### Direction
Write out each line beneath this one exactly as it reads.

::::

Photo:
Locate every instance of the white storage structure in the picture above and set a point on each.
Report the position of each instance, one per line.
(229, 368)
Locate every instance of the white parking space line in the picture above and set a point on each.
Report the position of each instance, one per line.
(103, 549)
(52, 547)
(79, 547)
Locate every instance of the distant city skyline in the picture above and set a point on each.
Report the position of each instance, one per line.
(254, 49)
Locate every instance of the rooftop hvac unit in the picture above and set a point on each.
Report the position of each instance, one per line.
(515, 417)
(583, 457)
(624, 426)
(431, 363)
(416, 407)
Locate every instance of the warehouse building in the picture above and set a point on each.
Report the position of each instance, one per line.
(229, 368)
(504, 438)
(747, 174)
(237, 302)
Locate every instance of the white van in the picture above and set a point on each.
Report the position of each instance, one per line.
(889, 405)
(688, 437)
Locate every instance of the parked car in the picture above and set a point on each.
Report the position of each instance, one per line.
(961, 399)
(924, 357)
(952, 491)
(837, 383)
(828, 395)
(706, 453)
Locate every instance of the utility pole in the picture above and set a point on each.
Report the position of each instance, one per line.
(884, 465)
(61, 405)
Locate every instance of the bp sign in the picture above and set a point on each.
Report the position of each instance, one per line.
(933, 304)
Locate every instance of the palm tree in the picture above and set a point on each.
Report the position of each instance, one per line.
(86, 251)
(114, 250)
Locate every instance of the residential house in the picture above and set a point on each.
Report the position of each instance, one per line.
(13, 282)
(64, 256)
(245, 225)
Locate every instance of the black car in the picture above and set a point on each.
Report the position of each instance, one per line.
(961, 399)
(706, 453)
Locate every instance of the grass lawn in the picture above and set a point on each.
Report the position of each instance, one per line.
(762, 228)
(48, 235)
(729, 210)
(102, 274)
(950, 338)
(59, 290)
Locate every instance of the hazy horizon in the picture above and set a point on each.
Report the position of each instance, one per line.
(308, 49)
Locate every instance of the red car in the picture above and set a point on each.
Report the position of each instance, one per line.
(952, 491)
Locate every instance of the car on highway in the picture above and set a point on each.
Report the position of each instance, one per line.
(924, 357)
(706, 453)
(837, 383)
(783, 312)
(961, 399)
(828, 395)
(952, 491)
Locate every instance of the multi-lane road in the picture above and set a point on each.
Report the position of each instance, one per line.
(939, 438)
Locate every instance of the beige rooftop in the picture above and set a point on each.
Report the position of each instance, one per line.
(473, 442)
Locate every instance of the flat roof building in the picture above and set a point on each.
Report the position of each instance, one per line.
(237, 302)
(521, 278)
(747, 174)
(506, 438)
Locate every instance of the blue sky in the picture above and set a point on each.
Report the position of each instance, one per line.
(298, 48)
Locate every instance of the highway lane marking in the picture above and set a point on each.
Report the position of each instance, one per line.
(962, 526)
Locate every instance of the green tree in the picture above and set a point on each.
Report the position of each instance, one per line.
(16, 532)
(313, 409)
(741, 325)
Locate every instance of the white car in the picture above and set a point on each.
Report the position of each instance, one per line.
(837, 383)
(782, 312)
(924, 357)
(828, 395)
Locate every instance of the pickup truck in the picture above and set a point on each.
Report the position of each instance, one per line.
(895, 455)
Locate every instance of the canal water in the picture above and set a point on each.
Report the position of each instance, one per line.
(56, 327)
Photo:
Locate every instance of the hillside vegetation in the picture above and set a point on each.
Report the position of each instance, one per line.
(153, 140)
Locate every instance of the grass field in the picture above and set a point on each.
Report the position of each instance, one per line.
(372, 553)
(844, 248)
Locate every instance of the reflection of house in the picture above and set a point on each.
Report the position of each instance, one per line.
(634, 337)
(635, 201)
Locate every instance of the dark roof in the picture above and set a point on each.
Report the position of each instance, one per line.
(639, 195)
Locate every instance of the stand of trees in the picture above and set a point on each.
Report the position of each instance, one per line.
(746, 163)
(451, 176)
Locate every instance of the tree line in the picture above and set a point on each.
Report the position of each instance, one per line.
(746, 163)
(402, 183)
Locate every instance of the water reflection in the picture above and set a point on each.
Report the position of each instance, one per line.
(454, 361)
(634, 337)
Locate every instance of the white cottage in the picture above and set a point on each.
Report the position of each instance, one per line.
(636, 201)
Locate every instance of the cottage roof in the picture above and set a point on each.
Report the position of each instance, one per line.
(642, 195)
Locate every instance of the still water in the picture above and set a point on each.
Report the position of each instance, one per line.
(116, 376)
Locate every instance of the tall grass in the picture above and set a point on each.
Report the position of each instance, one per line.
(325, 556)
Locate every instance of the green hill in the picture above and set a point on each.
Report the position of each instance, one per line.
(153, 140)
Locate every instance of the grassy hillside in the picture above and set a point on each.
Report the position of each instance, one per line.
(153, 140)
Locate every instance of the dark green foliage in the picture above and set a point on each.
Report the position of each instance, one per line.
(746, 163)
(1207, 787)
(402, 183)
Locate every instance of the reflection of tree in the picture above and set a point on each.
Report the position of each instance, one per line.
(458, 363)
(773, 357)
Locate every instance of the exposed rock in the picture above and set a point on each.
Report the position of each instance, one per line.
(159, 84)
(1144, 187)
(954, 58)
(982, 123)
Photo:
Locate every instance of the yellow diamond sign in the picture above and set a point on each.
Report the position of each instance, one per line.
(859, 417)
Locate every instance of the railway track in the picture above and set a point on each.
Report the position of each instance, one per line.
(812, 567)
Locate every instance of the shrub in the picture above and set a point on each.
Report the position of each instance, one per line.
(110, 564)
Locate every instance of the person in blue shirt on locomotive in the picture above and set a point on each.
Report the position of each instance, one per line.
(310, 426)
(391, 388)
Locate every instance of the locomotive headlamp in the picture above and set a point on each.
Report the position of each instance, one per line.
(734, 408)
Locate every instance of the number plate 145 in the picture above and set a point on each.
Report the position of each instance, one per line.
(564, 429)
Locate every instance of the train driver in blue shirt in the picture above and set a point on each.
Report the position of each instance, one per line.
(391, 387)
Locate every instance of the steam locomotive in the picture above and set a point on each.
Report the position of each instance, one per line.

::::

### Written answer
Photo:
Locate every instance of the white storage structure in the picture above and set a point on each.
Report the position of each instance, one per line.
(229, 368)
Locate every instance of the white parking space line in the picture above and set a point on each.
Report the position of each instance, one per line.
(103, 549)
(52, 547)
(79, 547)
Locate every instance of the distant city skyline in the picture above and set a point on each.
Report the position of each instance, one per line.
(254, 49)
Locate every instance of the rooftop hvac unit in the picture above and set a point on each.
Report the position of each instance, one per line.
(515, 417)
(583, 457)
(624, 426)
(431, 363)
(416, 407)
Locate every instance of the warehouse building in the picture above and set a point on each.
Report the position of each instance, one per line.
(229, 368)
(504, 438)
(747, 174)
(237, 302)
Locate every instance of the white van in the picture above and set a point on each.
Report the position of each instance, one per line.
(889, 405)
(688, 437)
Locate every instance of the parked car in the picture above and set a point on each.
Report the position of each instance, one per line.
(961, 399)
(924, 357)
(952, 491)
(837, 383)
(828, 395)
(706, 453)
Locate every instance of the utility pole in the picture above and set a point on each.
Report the position of each instance, one per line.
(884, 465)
(61, 405)
Locate every instance of the bp sign in the picture above and set a point on each.
Report the position of each instance, one per line.
(933, 304)
Locate every instance of the palm tree in the picture above and set a point on each.
Report the position of each instance, one per line.
(86, 251)
(114, 250)
Locate every instance of the residential house in the picture above and set a point on each.
Report the position of each instance, one per line.
(13, 282)
(64, 256)
(245, 225)
Locate every instance of the black car in the picture above and set a point on each.
Report the position of each instance, one per line.
(961, 399)
(706, 453)
Locate every instance of the grass lawn in the picture above and set a point on each.
Report the position of each instance, one per line.
(762, 228)
(48, 235)
(729, 210)
(102, 274)
(950, 338)
(59, 290)
Locate every instance of the hazy horizon in the picture above and set a point on each.
Report the position of each instance, one per line.
(308, 49)
Locate every instance of the red car in the picture above and set a point on each.
Report the position of each instance, one per line.
(952, 491)
Locate every instance of the car on highway in the picture above and set a point on each.
Report the position of each instance, one per line.
(924, 357)
(706, 453)
(837, 383)
(783, 312)
(961, 399)
(828, 395)
(952, 491)
Locate every instance of the multi-lane road in the picture above and set a point on each.
Report the position of each instance, one per line.
(939, 438)
Locate every instance of the beige rooftop in the picture above and set a point on each.
Report the position of each instance, one per line.
(473, 442)
Locate every instance of the flat roof building in the picture above and set a point on each.
Report the position of each instance, one per line.
(237, 302)
(521, 278)
(747, 174)
(506, 438)
Locate every instance of the blue sky in the picture above and set a point on each.
Report the position of each instance, one per line.
(298, 48)
Locate every instance of the highway lane marking in the picture above and set a point on each.
Report the position of each instance, one per line.
(962, 526)
Locate every instance of the green tree in the picture above and set a point on each.
Report the position of each instance, one per line.
(16, 532)
(313, 409)
(741, 325)
Locate every instance of the white car in the picture above and set a point on each.
Report the position of each instance, one per line.
(837, 383)
(782, 312)
(924, 357)
(828, 395)
Locate every instance of the pickup truck in the picture above and set a point on each.
Report the position of each instance, one per line.
(895, 455)
Locate every instance of the canal water in the picture above and set a point on each.
Report the position of each instance, one per line.
(56, 327)
Photo:
Locate every instance of the hillside vegetation in the picture above and set a point on each.
Report the position of each instance, one per line.
(153, 140)
Locate every instance of the grass field in the picture above and set a point on each.
Report the position of each instance, one per line.
(372, 553)
(844, 248)
Locate every instance of the reflection of house in the picture above and set a point on each.
Report the position of each instance, one per line.
(634, 337)
(635, 201)
Locate every instance of the dark roof in the picture above and set a point on each.
Report the position of each instance, one per line.
(639, 195)
Locate every instance of the stand of trees in the picture above and set a point on each.
Report the position of each instance, one per line.
(746, 163)
(451, 176)
Locate every instance of the tree line in the picture above and set a point on each.
Report the position of each instance, one per line.
(746, 163)
(402, 183)
Locate every instance of the water reflection in the picture above and set a point on each.
Report the position of each instance, one per line.
(454, 361)
(634, 337)
Locate every instance of the white cottage in the picture above and set a point on each.
Report the position of each instance, one per line.
(636, 201)
Locate every instance of the cottage roof in the picture above and set a point on each.
Report the position of each instance, one per line.
(642, 195)
Locate every instance of the still water in the picture above and set a point on each.
Report the position of each instance, one per line.
(116, 376)
Locate every instance of the tall grass in the picture above and set a point on each.
Report the position of each instance, one per line.
(325, 556)
Locate every instance of the green hill in the picture above and set a point on each.
Report the position of each instance, one per line.
(153, 140)
Locate every instance of the grassy hillside in the picture above and set a point on each.
Report the position of each instance, one per line.
(153, 140)
Locate every instance of the dark green foliage in the picture above and set a point on each.
Report the position of each instance, one per line.
(746, 163)
(1207, 787)
(402, 183)
Locate every instance of the reflection of tree in the picture above and set a point on each.
Report the position of each instance, one per line.
(458, 363)
(773, 357)
Locate every instance of the exposed rock in the picture above and set a point on each.
Report the position of each instance, one per line.
(159, 84)
(1144, 187)
(954, 58)
(982, 123)
Photo:
Locate every instance of the yellow diamond sign in the picture above and set a point on each.
Report the position of each instance, one per line.
(859, 417)
Locate every instance of the railway track in the picture above and set a point on each.
Report the position of each instance, one per line.
(812, 567)
Locate every instance of the shrub in the picture above and set a point on each.
Report the position of each instance, one per line.
(110, 564)
Locate every instance of the person in blue shirt on locomotive in the picture above and set a point on each.
Report the position of each instance, one per line.
(310, 426)
(391, 388)
Locate every instance of the locomotive headlamp in the picture above and set a point on each.
Report the position of each instance, one per line.
(734, 408)
Locate every instance of the number plate 145 in the picture above and set a point on each.
Report the position of each instance, one per line.
(564, 429)
Locate every instance of the train driver in blue shirt in the picture above and set a point on each.
Report the position of each instance, one per line.
(391, 387)
Locate every instance of the steam locomotive in the picture above and set a point on each.
Report the position of each instance, one per line.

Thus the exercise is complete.